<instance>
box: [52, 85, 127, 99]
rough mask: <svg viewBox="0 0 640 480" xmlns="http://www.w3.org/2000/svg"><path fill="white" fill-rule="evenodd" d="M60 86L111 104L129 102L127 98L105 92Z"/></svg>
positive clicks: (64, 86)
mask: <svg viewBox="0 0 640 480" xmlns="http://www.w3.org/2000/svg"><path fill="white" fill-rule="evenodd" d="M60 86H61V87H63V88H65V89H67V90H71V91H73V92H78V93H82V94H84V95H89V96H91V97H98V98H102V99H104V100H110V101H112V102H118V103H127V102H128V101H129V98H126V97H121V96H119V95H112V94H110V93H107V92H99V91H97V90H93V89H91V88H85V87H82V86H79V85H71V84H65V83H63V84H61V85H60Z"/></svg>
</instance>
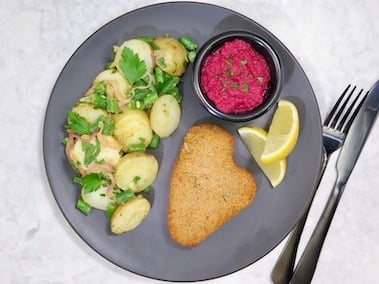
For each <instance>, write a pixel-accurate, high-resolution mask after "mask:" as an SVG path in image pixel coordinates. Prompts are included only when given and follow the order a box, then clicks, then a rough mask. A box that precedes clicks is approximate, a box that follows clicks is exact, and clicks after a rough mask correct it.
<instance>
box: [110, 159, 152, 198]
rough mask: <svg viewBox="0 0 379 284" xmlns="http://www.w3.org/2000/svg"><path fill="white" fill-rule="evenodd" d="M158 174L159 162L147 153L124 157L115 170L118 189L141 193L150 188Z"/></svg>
mask: <svg viewBox="0 0 379 284" xmlns="http://www.w3.org/2000/svg"><path fill="white" fill-rule="evenodd" d="M157 174H158V161H157V160H156V158H155V157H154V156H153V155H151V154H148V153H145V152H133V153H128V154H126V155H124V156H123V157H122V158H121V159H120V161H119V162H118V164H117V166H116V170H115V181H116V184H117V186H118V187H120V188H122V189H124V190H126V189H131V190H132V191H134V192H139V191H142V190H144V189H146V188H147V187H148V186H150V185H151V184H152V183H153V182H154V180H155V178H156V176H157Z"/></svg>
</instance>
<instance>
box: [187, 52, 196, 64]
mask: <svg viewBox="0 0 379 284" xmlns="http://www.w3.org/2000/svg"><path fill="white" fill-rule="evenodd" d="M195 58H196V52H195V51H190V52H188V60H189V62H194V61H195Z"/></svg>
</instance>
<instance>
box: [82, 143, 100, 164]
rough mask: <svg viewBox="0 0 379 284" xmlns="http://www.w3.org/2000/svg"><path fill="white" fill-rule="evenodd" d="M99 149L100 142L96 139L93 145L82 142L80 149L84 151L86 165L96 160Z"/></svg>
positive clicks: (99, 146) (84, 161)
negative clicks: (81, 148)
mask: <svg viewBox="0 0 379 284" xmlns="http://www.w3.org/2000/svg"><path fill="white" fill-rule="evenodd" d="M100 150H101V147H100V142H99V140H97V139H96V144H95V145H93V144H92V143H89V142H83V143H82V151H83V152H84V164H85V165H86V166H88V165H89V164H91V163H92V162H93V161H95V160H96V158H97V156H98V155H99V153H100Z"/></svg>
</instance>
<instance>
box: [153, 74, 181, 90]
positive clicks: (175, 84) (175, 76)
mask: <svg viewBox="0 0 379 284" xmlns="http://www.w3.org/2000/svg"><path fill="white" fill-rule="evenodd" d="M179 81H180V78H179V77H176V76H169V77H168V79H167V80H166V81H164V82H163V83H162V84H159V86H158V87H159V89H158V90H159V91H158V94H159V95H164V94H167V93H168V92H169V91H170V90H171V89H172V88H174V87H176V85H177V84H178V83H179Z"/></svg>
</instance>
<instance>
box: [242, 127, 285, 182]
mask: <svg viewBox="0 0 379 284" xmlns="http://www.w3.org/2000/svg"><path fill="white" fill-rule="evenodd" d="M238 133H239V135H240V137H241V139H242V141H243V142H244V144H245V145H246V147H247V148H248V150H249V152H250V154H251V155H252V156H253V158H254V159H255V161H256V162H257V164H258V166H259V167H260V168H261V169H262V171H263V173H264V174H265V176H266V177H267V178H268V180H269V181H270V183H271V185H272V187H274V188H275V187H276V186H278V185H279V184H280V183H281V182H282V180H283V179H284V176H285V175H286V170H287V163H286V160H285V159H283V160H280V161H278V162H275V163H272V164H268V165H267V164H263V163H262V162H261V155H262V153H263V149H264V148H265V145H266V141H267V132H266V131H265V130H264V129H262V128H259V127H254V126H251V127H250V126H244V127H241V128H239V129H238Z"/></svg>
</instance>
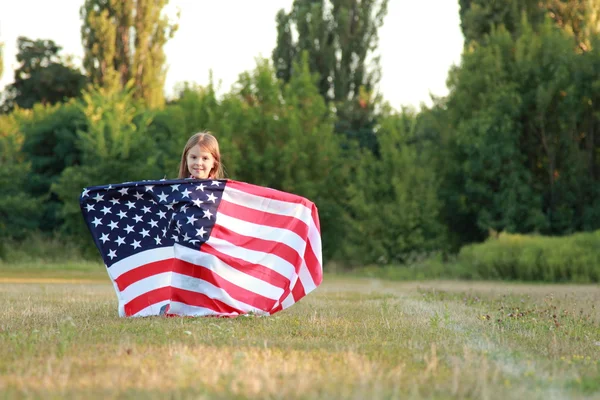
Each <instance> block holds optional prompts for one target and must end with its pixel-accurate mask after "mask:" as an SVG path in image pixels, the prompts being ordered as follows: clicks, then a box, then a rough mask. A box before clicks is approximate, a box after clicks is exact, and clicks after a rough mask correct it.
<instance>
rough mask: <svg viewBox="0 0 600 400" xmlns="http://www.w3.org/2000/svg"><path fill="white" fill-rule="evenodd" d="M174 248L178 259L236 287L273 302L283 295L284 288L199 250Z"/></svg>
mask: <svg viewBox="0 0 600 400" xmlns="http://www.w3.org/2000/svg"><path fill="white" fill-rule="evenodd" d="M174 247H175V256H176V257H177V258H178V259H180V260H183V261H187V262H189V263H192V264H196V265H199V266H203V267H205V268H207V269H209V270H210V271H212V272H214V273H216V274H217V275H219V276H220V277H221V278H223V279H225V280H227V281H229V282H231V283H233V284H234V285H237V286H240V287H242V288H244V289H247V290H250V291H252V292H254V293H257V294H259V295H261V296H264V297H266V298H269V299H273V300H278V299H279V297H280V296H281V294H282V293H283V289H282V288H278V287H277V286H275V285H272V284H270V283H268V282H266V281H263V280H261V279H258V278H255V277H253V276H251V275H248V274H246V273H244V272H241V271H238V270H237V269H235V268H233V267H231V266H229V265H228V264H226V263H224V262H223V261H221V260H219V259H218V258H217V257H215V256H213V255H212V254H207V253H203V252H201V251H198V250H192V249H189V248H187V247H184V246H181V245H178V244H175V246H174Z"/></svg>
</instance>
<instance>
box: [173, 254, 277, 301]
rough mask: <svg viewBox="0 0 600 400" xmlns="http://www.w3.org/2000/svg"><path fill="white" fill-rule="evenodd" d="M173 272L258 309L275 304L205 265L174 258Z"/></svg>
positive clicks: (269, 299)
mask: <svg viewBox="0 0 600 400" xmlns="http://www.w3.org/2000/svg"><path fill="white" fill-rule="evenodd" d="M202 248H203V247H201V248H200V251H202ZM173 272H175V273H178V274H182V275H187V276H191V277H194V278H198V279H202V280H204V281H206V282H208V283H210V284H212V285H213V286H215V287H217V288H220V289H221V290H223V291H224V292H226V293H227V294H228V295H229V296H230V297H231V298H232V299H235V300H238V301H241V302H242V303H246V304H248V305H250V306H252V307H254V308H258V309H260V310H264V311H269V310H270V309H271V308H273V306H274V305H275V300H273V299H269V298H267V297H264V296H261V295H259V294H257V293H255V292H252V291H250V290H248V289H244V288H243V287H241V286H238V285H236V284H234V283H231V282H229V281H228V280H226V279H224V278H222V277H221V276H219V275H217V274H216V273H214V272H213V271H212V270H210V269H209V268H207V267H205V266H201V265H196V264H192V263H189V262H187V261H183V260H178V259H175V260H174V261H173Z"/></svg>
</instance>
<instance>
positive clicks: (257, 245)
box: [210, 224, 302, 273]
mask: <svg viewBox="0 0 600 400" xmlns="http://www.w3.org/2000/svg"><path fill="white" fill-rule="evenodd" d="M210 236H211V237H213V236H214V237H216V238H218V239H223V240H226V241H228V242H229V243H231V244H234V245H236V246H238V247H244V248H246V249H249V250H255V251H260V252H263V253H270V254H274V255H276V256H278V257H281V258H283V259H284V260H286V261H287V262H289V263H290V264H292V265H293V266H294V270H295V271H296V273H298V271H299V269H300V265H302V259H301V257H300V255H299V254H298V252H297V251H296V250H294V249H293V248H291V247H290V246H288V245H287V244H285V243H281V242H275V241H273V240H264V239H259V238H255V237H252V236H244V235H240V234H239V233H236V232H233V231H232V230H230V229H228V228H225V227H223V226H221V225H218V224H216V225H215V226H214V227H213V229H212V231H211V234H210Z"/></svg>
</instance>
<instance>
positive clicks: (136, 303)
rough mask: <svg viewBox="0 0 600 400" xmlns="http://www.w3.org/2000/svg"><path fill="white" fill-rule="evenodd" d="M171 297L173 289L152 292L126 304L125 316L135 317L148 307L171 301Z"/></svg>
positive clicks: (151, 290) (152, 291) (165, 287)
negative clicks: (171, 291)
mask: <svg viewBox="0 0 600 400" xmlns="http://www.w3.org/2000/svg"><path fill="white" fill-rule="evenodd" d="M170 297H171V287H164V288H160V289H154V290H150V291H148V292H146V293H143V294H141V295H139V296H138V297H136V298H135V299H133V300H131V301H129V302H128V303H127V304H125V307H124V308H125V315H126V316H128V317H129V316H132V315H135V314H137V313H138V312H140V311H142V310H143V309H144V308H146V307H148V306H151V305H153V304H156V303H160V302H161V301H165V300H169V298H170Z"/></svg>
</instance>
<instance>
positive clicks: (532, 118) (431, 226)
mask: <svg viewBox="0 0 600 400" xmlns="http://www.w3.org/2000/svg"><path fill="white" fill-rule="evenodd" d="M599 3H600V1H598V0H593V1H590V0H588V1H584V0H568V1H567V0H543V1H539V0H527V1H517V0H511V1H505V2H489V1H485V0H460V1H459V4H460V19H461V29H462V32H463V34H464V37H465V43H464V49H463V53H462V57H461V63H460V64H459V65H457V66H454V67H452V68H451V70H450V71H449V72H448V79H447V83H448V88H449V93H448V95H447V96H444V97H439V98H434V99H433V105H432V106H430V107H425V106H422V107H421V109H420V110H414V109H409V108H403V109H400V110H396V109H394V108H393V107H391V106H390V105H389V104H388V103H387V102H386V101H385V100H384V99H383V98H382V96H381V95H380V94H379V93H378V82H379V77H380V74H381V71H380V68H379V63H378V58H377V57H376V55H377V41H378V29H379V28H380V27H381V26H382V25H383V23H384V22H385V16H386V12H387V5H388V1H387V0H351V1H348V0H346V1H341V0H303V1H302V0H296V1H294V2H293V6H292V8H291V10H289V11H285V10H281V11H280V12H279V13H278V14H277V15H276V16H274V18H276V21H277V40H276V43H274V49H273V53H272V59H270V60H266V59H265V60H261V61H259V62H258V63H257V65H256V67H255V69H254V70H251V71H241V72H240V74H239V77H238V80H237V82H236V84H235V85H234V86H233V87H232V88H231V90H230V91H229V92H228V93H226V94H224V95H222V96H217V95H216V93H215V90H214V87H213V85H212V84H209V85H206V86H203V87H201V86H197V85H194V84H190V83H186V84H183V85H181V86H180V87H179V88H178V90H177V94H176V96H174V98H173V99H168V100H166V99H165V98H164V95H163V86H164V77H165V62H166V59H165V55H164V52H163V46H164V44H165V43H166V42H167V41H168V40H169V39H170V38H172V37H173V35H175V34H176V32H177V19H176V18H175V19H173V18H172V17H169V16H167V15H166V14H165V13H164V8H165V6H166V4H167V1H166V0H161V1H149V0H127V1H116V0H86V1H85V3H84V5H83V7H82V8H81V21H82V29H81V37H82V42H83V44H84V49H85V54H84V62H83V68H84V71H80V70H79V69H77V68H75V67H74V66H73V63H72V62H71V61H70V59H69V58H68V57H66V56H63V55H61V53H60V51H61V48H60V46H59V45H57V44H56V43H54V42H53V41H51V40H45V39H30V38H24V37H22V38H19V41H18V48H19V52H18V56H17V61H18V62H19V67H18V68H17V70H16V71H15V74H14V81H13V83H11V84H10V85H8V87H7V88H6V90H5V91H4V93H3V94H2V103H1V106H0V109H1V111H2V115H0V162H1V164H2V168H1V172H0V216H1V219H0V236H2V237H5V238H6V237H10V238H13V239H14V240H26V238H27V237H28V235H30V234H31V233H32V232H42V233H43V234H47V235H60V236H61V237H64V238H65V240H69V241H81V244H82V246H84V247H86V246H87V247H86V248H92V245H91V243H88V241H87V236H88V235H87V234H86V233H85V229H86V228H85V226H84V224H83V221H82V218H81V216H80V212H79V205H78V203H77V198H78V196H79V194H80V193H81V190H82V188H83V187H85V186H92V185H95V184H104V183H113V182H123V181H131V180H138V179H140V180H141V179H155V178H159V179H160V178H163V177H167V178H172V177H175V176H176V171H177V164H178V162H179V158H180V156H181V154H180V152H181V149H182V147H183V144H184V143H185V140H186V139H187V137H189V135H190V134H191V133H193V132H196V131H199V130H203V129H209V130H211V131H213V132H214V133H215V135H216V136H217V137H218V139H219V141H220V143H221V147H222V152H223V160H224V163H225V167H226V170H227V173H228V176H229V177H230V178H232V179H238V180H242V181H247V182H252V183H255V184H259V185H265V186H269V187H273V188H276V189H281V190H285V191H289V192H293V193H297V194H300V195H303V196H306V197H308V198H310V199H311V200H313V201H314V202H315V203H316V204H317V206H318V208H319V214H320V217H321V227H322V234H323V244H324V252H325V256H326V257H327V259H328V260H336V261H340V262H343V263H346V264H353V263H357V264H359V263H360V264H364V263H384V264H389V263H410V262H412V261H414V260H415V259H420V258H422V257H427V256H430V255H431V254H433V253H443V254H449V253H452V252H455V251H458V249H460V248H461V247H462V246H464V245H466V244H468V243H473V242H479V241H482V240H484V239H485V238H486V237H488V235H489V234H490V232H493V231H506V232H511V233H539V234H544V235H565V234H570V233H573V232H580V231H593V230H597V229H599V228H600V132H599V131H600V47H599V45H600V20H599V18H600V17H599V16H600V12H599V11H598V10H600V4H599ZM403 40H411V39H403ZM0 54H1V53H0ZM1 64H2V63H0V65H1ZM5 72H6V71H5ZM398 90H402V88H398ZM0 256H1V252H0Z"/></svg>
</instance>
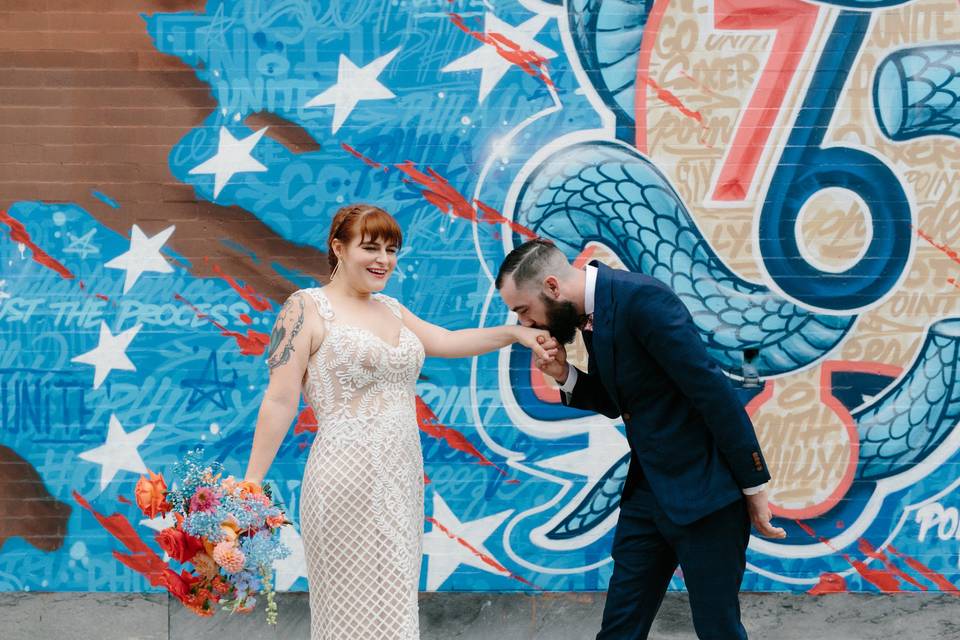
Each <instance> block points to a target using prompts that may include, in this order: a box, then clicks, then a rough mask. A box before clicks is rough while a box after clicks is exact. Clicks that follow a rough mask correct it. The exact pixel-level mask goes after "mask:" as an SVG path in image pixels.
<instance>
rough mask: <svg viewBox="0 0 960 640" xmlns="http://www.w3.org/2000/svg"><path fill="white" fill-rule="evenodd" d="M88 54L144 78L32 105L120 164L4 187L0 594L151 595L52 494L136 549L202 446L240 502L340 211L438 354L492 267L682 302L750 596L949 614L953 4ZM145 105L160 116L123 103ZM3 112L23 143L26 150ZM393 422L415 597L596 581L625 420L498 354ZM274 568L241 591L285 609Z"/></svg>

PROBLEM TO WORK ON >> Write out the lines of the material above exactly, from its first line through the line that contains "positive clicks: (99, 146) (84, 161)", so that no picture appears in the copy.

EXERCISE ANSWER >>
<instance>
box: [52, 85, 127, 99]
rough mask: <svg viewBox="0 0 640 480" xmlns="http://www.w3.org/2000/svg"><path fill="white" fill-rule="evenodd" d="M60 86L111 104L129 102L127 98L105 92Z"/></svg>
positive clicks: (64, 86)
mask: <svg viewBox="0 0 640 480" xmlns="http://www.w3.org/2000/svg"><path fill="white" fill-rule="evenodd" d="M60 86H61V87H63V88H65V89H67V90H71V91H73V92H78V93H82V94H84V95H89V96H91V97H98V98H102V99H104V100H110V101H112V102H118V103H127V102H128V101H129V98H126V97H121V96H119V95H112V94H110V93H107V92H99V91H97V90H93V89H91V88H85V87H82V86H79V85H71V84H65V83H63V84H61V85H60Z"/></svg>
</instance>
For each <instance>, write a pixel-accurate, high-resolution mask after "mask:" as an SVG path in image pixel coordinates. Prompts are included only when given and follow the order a box, then clicks, then a rough mask. A box that precedes clicks is approximate, a box that follows clicks is exact, and clicks after a rough mask correct it.
<instance>
box: [110, 159, 152, 198]
rough mask: <svg viewBox="0 0 379 284" xmlns="http://www.w3.org/2000/svg"><path fill="white" fill-rule="evenodd" d="M158 174L159 162L147 153L124 157L115 170L118 189L141 193L150 188Z"/></svg>
mask: <svg viewBox="0 0 379 284" xmlns="http://www.w3.org/2000/svg"><path fill="white" fill-rule="evenodd" d="M157 174H158V161H157V160H156V158H155V157H154V156H153V155H151V154H148V153H145V152H133V153H128V154H126V155H124V156H123V157H122V158H121V159H120V161H119V162H118V164H117V166H116V170H115V181H116V184H117V186H118V187H120V188H122V189H124V190H126V189H131V190H132V191H134V192H139V191H142V190H144V189H146V188H147V187H148V186H150V185H151V184H152V183H153V182H154V180H155V178H156V176H157Z"/></svg>
</instance>
<instance>
box: [187, 52, 196, 64]
mask: <svg viewBox="0 0 379 284" xmlns="http://www.w3.org/2000/svg"><path fill="white" fill-rule="evenodd" d="M195 58H196V52H195V51H190V52H188V60H189V62H194V61H195Z"/></svg>
</instance>
<instance>
box: [82, 143, 100, 164]
rough mask: <svg viewBox="0 0 379 284" xmlns="http://www.w3.org/2000/svg"><path fill="white" fill-rule="evenodd" d="M99 149L100 142L96 139L93 145L82 142L80 149L84 151L86 165L96 160Z"/></svg>
positive clicks: (99, 146) (84, 161)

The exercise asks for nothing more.